Extrait choisi:
= = = =
9.10.08

Kippour


Cette année, deux lettres me sont parvenues, deux lettres apparentées d’une étrange manière en de multiples points communs.
Deux lettres d’êtres chers.
Deux lettres écrites dans le secret, inavouables.
Deux lettres qui ne m’étaient pas destinées. Il est toujours singulier de lire une lettre qui ne vous est pas destinée ; habituellement nous le faisons dans le secret, lumière éteinte, entre deux portes, pour ne pas être surpris en flagrant délit de curiosité.
Mais «lettres ouvertes » en quelque sorte : lettres adressées à quelqu’un d’autre, à l’autorité, mais que je devais pourtant lire, car c’est ainsi la tradition.
Deux lettres, qui n’étaient pas écrites par ceux qui pourtant les signaient. Le vocabulaire, le style du nègre commanditaire en était transparent jusqu’à l’outrance, jusqu’à l’invraisemblance.
Deux lettres écrites sous la pression, cette pression affective du chantage aux sentiments.
Deux lettres inutiles. D’une inutilité tellement crasse (formule tellement adéquate, je me demande qui l’a inventée) qu’elles se détournent de leur but, et même se retournent contre leur auteur.
Deux lettres douloureusement reçues, évidemment. Qui laisseront trace, évidemment.

Pourtant, deux lettres différentes.
La première, lettre d’hiver. L’auteur en est adulte, on dit « adulte consentant », ces mots sonnent étrangement ici. Je pense souvent à lui, à comment il doit se sentir. L’acte est impardonnable plus par la vérité défigurée qu’il véhicule que par la trahison qu’elle révèle. J’ai perdu un ami que je croyais fidèle, il me reste le souvenir de beaux moments. Je pense souvent à lui, à comment il doit se sentir. Peut-être pas si mal que cela, et je me serais trompée sur lui. Ceci reste pour moi un mystère.
= = = =
Consigne de travail 1: Recopiez fidèlement le passage de l'extrait choisi situé entre « Cette année, deux » et « l’outrance, jusqu’à l’invraisemblance. », ces deux bornes comprises.

[Entrées de données recueillies]
= = = =
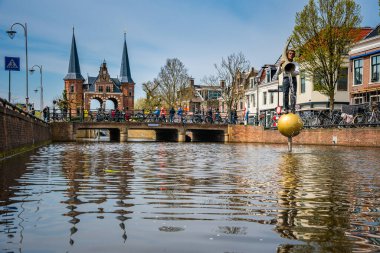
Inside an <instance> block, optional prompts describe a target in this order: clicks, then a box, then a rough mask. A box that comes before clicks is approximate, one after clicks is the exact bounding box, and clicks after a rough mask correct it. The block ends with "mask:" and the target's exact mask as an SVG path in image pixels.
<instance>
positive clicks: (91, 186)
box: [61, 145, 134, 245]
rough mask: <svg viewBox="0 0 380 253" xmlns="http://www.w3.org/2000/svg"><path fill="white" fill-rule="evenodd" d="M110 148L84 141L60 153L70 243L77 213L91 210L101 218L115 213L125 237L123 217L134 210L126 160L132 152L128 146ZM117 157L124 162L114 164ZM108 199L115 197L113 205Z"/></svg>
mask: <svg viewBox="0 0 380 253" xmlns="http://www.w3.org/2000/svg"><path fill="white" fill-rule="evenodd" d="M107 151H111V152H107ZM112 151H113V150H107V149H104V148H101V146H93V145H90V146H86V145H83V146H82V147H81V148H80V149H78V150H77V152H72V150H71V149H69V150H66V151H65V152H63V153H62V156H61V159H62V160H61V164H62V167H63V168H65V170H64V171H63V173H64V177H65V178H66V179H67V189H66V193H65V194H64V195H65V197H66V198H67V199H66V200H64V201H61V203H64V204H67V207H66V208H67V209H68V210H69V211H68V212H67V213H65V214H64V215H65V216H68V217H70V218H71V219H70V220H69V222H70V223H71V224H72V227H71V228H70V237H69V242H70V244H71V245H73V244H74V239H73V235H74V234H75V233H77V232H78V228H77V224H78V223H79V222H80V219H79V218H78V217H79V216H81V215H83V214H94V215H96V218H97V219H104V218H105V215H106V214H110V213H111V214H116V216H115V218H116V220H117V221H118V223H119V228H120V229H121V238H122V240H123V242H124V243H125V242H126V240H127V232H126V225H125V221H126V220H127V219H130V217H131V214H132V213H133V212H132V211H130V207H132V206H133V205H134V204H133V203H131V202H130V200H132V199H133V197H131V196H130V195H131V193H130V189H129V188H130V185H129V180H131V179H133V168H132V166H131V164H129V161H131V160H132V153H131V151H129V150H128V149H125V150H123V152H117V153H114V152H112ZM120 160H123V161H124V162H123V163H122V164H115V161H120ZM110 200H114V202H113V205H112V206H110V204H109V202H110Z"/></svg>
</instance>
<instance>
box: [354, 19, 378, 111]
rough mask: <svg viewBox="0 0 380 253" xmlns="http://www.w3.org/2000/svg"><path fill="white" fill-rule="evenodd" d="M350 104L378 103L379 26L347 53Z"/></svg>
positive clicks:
= = = =
Consigne de travail 2: Mettez sous forme de liste numérotée les lignes de données ci-dessus, depuis celle qui contient « </instance> » jusqu'à la dernière, toutes deux incluses, en omettant les lignes vides.

Corrigé de l'exercice 1:
Cette année, deux lettres me sont parvenues, deux lettres apparentées d’une étrange manière en de multiples points communs.
Deux lettres d’êtres chers.
Deux lettres écrites dans le secret, inavouables.
Deux lettres qui ne m’étaient pas destinées. Il est toujours singulier de lire une lettre qui ne vous est pas destinée ; habituellement nous le faisons dans le secret, lumière éteinte, entre deux portes, pour ne pas être surpris en flagrant délit de curiosité.
Mais «lettres ouvertes » en quelque sorte : lettres adressées à quelqu’un d’autre, à l’autorité, mais que je devais pourtant lire, car c’est ainsi la tradition.
Deux lettres, qui n’étaient pas écrites par ceux qui pourtant les signaient. Le vocabulaire, le style du nègre commanditaire en était transparent jusqu’à l’outrance, jusqu’à l’invraisemblance.

Corrigé de l'exercice 2:
1. </instance>
2. <instance>
3. box: [354, 19, 378, 111]
4. rough mask: <svg viewBox="0 0 380 253" xmlns="http://www.w3.org/2000/svg"><path fill="white" fill-rule="evenodd" d="M350 104L378 103L379 26L347 53Z"/></svg>
5. positive clicks:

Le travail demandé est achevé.